* Working data:
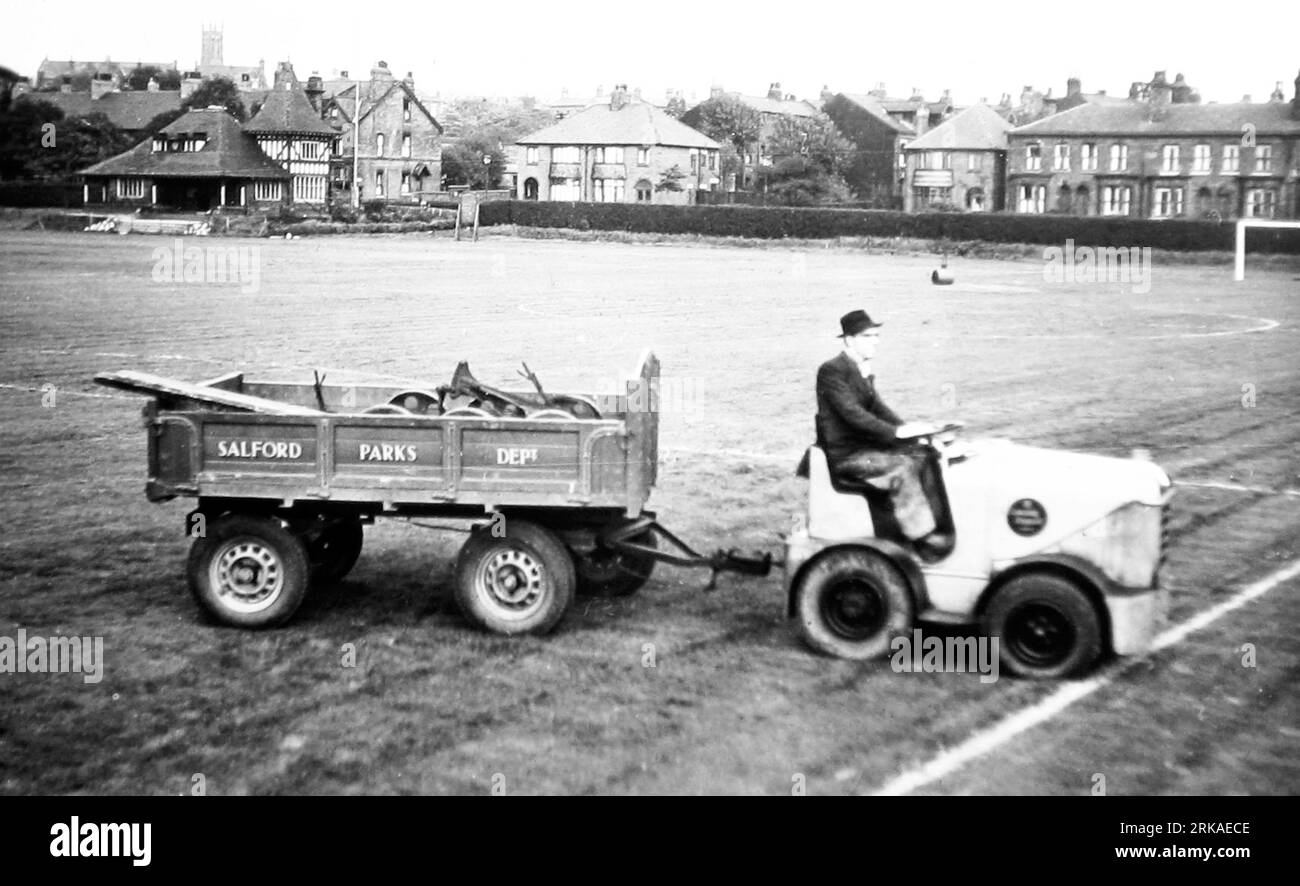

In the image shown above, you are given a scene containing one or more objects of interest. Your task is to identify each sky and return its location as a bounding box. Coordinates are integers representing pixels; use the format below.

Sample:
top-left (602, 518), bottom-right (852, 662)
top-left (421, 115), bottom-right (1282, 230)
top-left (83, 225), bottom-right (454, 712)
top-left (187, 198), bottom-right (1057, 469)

top-left (0, 0), bottom-right (1300, 104)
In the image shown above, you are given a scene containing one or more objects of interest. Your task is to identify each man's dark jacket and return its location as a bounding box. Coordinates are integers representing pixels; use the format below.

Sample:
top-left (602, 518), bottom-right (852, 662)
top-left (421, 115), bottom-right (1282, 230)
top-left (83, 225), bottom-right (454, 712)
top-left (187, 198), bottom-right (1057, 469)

top-left (816, 352), bottom-right (902, 468)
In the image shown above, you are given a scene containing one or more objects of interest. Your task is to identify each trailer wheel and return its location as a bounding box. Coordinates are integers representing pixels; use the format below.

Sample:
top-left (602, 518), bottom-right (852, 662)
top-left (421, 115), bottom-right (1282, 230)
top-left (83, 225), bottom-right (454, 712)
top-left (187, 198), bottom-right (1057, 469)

top-left (307, 520), bottom-right (365, 585)
top-left (984, 573), bottom-right (1101, 679)
top-left (186, 514), bottom-right (309, 627)
top-left (573, 533), bottom-right (655, 596)
top-left (796, 548), bottom-right (915, 660)
top-left (456, 520), bottom-right (576, 634)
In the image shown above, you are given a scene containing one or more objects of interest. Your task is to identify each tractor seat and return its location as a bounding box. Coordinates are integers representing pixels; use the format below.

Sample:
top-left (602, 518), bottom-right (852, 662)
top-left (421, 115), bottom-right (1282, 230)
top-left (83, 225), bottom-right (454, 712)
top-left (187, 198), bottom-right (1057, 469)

top-left (796, 446), bottom-right (897, 539)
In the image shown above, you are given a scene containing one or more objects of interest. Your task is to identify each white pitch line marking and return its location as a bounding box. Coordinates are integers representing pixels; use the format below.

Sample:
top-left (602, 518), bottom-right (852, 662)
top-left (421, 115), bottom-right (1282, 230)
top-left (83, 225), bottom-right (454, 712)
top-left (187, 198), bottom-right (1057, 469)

top-left (1174, 479), bottom-right (1300, 495)
top-left (872, 550), bottom-right (1300, 796)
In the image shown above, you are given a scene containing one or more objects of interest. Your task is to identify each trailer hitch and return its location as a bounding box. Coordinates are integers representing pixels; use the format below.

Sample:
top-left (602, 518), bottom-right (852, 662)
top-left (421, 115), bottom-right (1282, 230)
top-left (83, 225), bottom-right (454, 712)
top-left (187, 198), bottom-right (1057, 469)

top-left (599, 514), bottom-right (772, 591)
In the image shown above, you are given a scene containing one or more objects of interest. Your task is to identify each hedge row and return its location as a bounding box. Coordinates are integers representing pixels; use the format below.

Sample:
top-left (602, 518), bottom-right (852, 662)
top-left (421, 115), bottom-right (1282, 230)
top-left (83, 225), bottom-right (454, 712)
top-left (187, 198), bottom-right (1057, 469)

top-left (0, 182), bottom-right (82, 208)
top-left (480, 200), bottom-right (1300, 253)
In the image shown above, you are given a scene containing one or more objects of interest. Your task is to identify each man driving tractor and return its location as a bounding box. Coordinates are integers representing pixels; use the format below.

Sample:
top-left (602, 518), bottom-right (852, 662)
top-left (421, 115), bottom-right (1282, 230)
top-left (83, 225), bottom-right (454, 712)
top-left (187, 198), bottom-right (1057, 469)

top-left (816, 310), bottom-right (954, 561)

* What to work on:
Show every line of the data above that contains the word "trailer". Case counts, so only matching capitalization qualifies.

* Answer to the exercise:
In the image shown above, you are given a scene containing one or more objects of interest. Your task is to identify each trailer wheel and return its location as a bounding box. Coordinates are integers representing pixels; use the format below.
In the image shown above, you are given a scene containing one or more objects of interest. Your task is to identify each trailer hitch and return its location as a bounding box. Coordinates are integers representing pixels; use the format below.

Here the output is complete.